SET TASK =
Count the lines in the data below that contain the word "exterior", and reply with only that number.

EXTRACTED ENTRIES =
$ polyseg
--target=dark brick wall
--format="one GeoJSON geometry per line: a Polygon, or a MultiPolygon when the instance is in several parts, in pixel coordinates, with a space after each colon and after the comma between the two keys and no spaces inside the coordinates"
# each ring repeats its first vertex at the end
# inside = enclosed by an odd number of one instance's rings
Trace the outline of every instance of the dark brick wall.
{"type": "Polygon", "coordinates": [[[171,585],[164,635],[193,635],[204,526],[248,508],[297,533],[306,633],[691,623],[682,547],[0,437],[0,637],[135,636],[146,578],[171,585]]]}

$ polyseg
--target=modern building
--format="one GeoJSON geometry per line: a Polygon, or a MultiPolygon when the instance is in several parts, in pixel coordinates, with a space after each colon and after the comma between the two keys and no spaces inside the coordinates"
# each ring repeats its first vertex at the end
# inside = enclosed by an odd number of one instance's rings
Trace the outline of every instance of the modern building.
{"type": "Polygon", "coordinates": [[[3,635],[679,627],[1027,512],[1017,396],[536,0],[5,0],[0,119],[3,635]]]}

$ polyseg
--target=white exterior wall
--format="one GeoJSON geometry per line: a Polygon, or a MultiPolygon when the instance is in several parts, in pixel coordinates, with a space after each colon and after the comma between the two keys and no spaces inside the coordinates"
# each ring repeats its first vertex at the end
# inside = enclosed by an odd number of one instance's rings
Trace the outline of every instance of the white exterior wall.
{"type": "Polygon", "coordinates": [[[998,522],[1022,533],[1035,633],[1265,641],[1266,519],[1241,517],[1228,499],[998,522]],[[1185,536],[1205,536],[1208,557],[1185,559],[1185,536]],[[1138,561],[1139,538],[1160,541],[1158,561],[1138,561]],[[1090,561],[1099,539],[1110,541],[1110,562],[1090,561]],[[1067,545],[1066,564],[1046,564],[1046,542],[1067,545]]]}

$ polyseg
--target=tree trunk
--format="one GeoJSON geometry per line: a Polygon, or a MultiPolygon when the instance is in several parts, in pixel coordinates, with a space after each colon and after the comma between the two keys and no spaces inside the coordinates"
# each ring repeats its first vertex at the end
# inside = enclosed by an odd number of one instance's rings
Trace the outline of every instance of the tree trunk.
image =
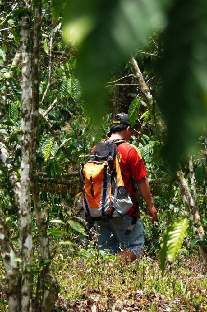
{"type": "MultiPolygon", "coordinates": [[[[32,102],[32,132],[31,141],[31,168],[30,179],[33,195],[37,226],[38,229],[39,240],[40,247],[40,260],[44,262],[51,259],[49,249],[49,239],[47,233],[48,221],[48,210],[44,212],[41,208],[39,188],[36,172],[36,136],[38,129],[39,103],[39,77],[38,65],[39,51],[41,25],[41,2],[37,4],[35,10],[34,46],[33,56],[32,102]]],[[[52,270],[49,262],[42,267],[40,272],[40,293],[38,303],[38,310],[50,312],[53,308],[57,295],[58,283],[52,270]]]]}
{"type": "Polygon", "coordinates": [[[21,311],[29,311],[32,291],[32,275],[28,266],[32,263],[33,246],[31,232],[31,183],[30,170],[31,157],[32,103],[31,3],[19,0],[19,7],[25,12],[21,16],[20,50],[22,57],[21,162],[19,245],[22,259],[21,311]],[[26,11],[26,12],[25,12],[26,11]]]}
{"type": "MultiPolygon", "coordinates": [[[[150,93],[150,90],[146,85],[143,76],[139,67],[137,62],[132,57],[131,64],[134,72],[136,74],[137,78],[139,87],[140,89],[145,102],[147,104],[148,109],[150,114],[154,117],[154,120],[157,126],[159,133],[164,137],[164,134],[166,132],[166,127],[165,123],[162,119],[162,115],[159,112],[157,105],[154,107],[154,104],[152,97],[150,93]]],[[[189,169],[191,175],[191,181],[192,191],[195,201],[192,198],[189,188],[185,180],[184,174],[181,170],[177,172],[177,180],[182,194],[183,196],[186,205],[188,208],[191,220],[193,225],[193,231],[196,237],[202,239],[204,234],[203,228],[201,225],[199,225],[200,217],[198,213],[197,194],[196,189],[193,170],[192,169],[192,163],[191,160],[190,159],[189,169]]],[[[207,268],[207,253],[204,250],[201,243],[199,245],[199,251],[201,256],[204,266],[207,268]]]]}

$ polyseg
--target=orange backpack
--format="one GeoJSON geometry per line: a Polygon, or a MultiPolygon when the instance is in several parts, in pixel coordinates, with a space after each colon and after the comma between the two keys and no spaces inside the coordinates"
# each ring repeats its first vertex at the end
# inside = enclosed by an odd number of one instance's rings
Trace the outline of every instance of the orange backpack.
{"type": "Polygon", "coordinates": [[[85,182],[78,205],[79,212],[90,222],[121,216],[133,206],[124,189],[118,158],[116,143],[123,142],[102,140],[82,164],[85,182]]]}

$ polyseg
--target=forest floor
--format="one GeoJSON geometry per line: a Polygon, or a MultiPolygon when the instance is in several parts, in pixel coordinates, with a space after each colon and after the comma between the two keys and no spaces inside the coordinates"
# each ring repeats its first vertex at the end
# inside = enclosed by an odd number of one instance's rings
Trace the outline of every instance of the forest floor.
{"type": "Polygon", "coordinates": [[[61,286],[54,311],[207,311],[207,275],[197,256],[180,253],[164,274],[158,260],[143,257],[128,266],[91,250],[82,258],[54,259],[61,286]]]}

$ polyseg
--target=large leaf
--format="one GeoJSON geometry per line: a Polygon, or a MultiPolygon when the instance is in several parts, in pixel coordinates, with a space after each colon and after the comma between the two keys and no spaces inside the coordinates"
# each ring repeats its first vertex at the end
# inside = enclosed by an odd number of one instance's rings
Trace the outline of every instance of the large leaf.
{"type": "Polygon", "coordinates": [[[53,141],[52,140],[50,140],[45,146],[43,151],[44,161],[47,161],[48,157],[50,154],[50,151],[52,146],[53,141]]]}
{"type": "Polygon", "coordinates": [[[205,179],[205,166],[203,163],[200,163],[196,168],[195,178],[197,182],[203,182],[205,179]]]}
{"type": "Polygon", "coordinates": [[[140,107],[140,97],[137,96],[131,103],[129,109],[129,119],[131,127],[136,123],[140,107]]]}
{"type": "Polygon", "coordinates": [[[164,270],[166,255],[169,260],[172,261],[181,246],[186,236],[188,220],[185,218],[175,220],[165,231],[163,236],[159,252],[160,267],[163,272],[164,270]]]}
{"type": "Polygon", "coordinates": [[[62,77],[59,85],[59,95],[61,100],[65,97],[67,90],[67,78],[65,76],[62,77]]]}
{"type": "Polygon", "coordinates": [[[63,38],[66,43],[81,43],[77,71],[85,103],[94,114],[103,114],[99,104],[112,69],[128,59],[153,27],[162,23],[161,5],[158,0],[91,0],[90,5],[84,0],[67,1],[63,38]]]}
{"type": "Polygon", "coordinates": [[[67,222],[69,223],[71,227],[75,231],[87,236],[84,227],[80,224],[78,222],[77,222],[76,221],[75,221],[74,220],[68,220],[67,222]]]}
{"type": "Polygon", "coordinates": [[[11,103],[10,105],[10,113],[13,120],[16,120],[18,115],[18,109],[14,103],[11,103]]]}

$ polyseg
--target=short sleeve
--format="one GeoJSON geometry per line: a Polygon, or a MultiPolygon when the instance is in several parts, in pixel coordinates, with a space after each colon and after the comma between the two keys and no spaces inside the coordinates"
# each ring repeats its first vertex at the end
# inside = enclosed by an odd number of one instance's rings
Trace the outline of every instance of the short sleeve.
{"type": "Polygon", "coordinates": [[[131,145],[128,154],[128,163],[135,181],[147,175],[143,159],[138,148],[131,145]]]}

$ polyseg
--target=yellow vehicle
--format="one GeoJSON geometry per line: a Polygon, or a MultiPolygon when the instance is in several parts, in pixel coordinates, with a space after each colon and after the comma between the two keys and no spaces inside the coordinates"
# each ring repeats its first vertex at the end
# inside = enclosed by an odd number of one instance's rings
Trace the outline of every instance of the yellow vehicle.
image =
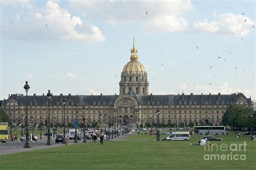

WORKED SOLUTION =
2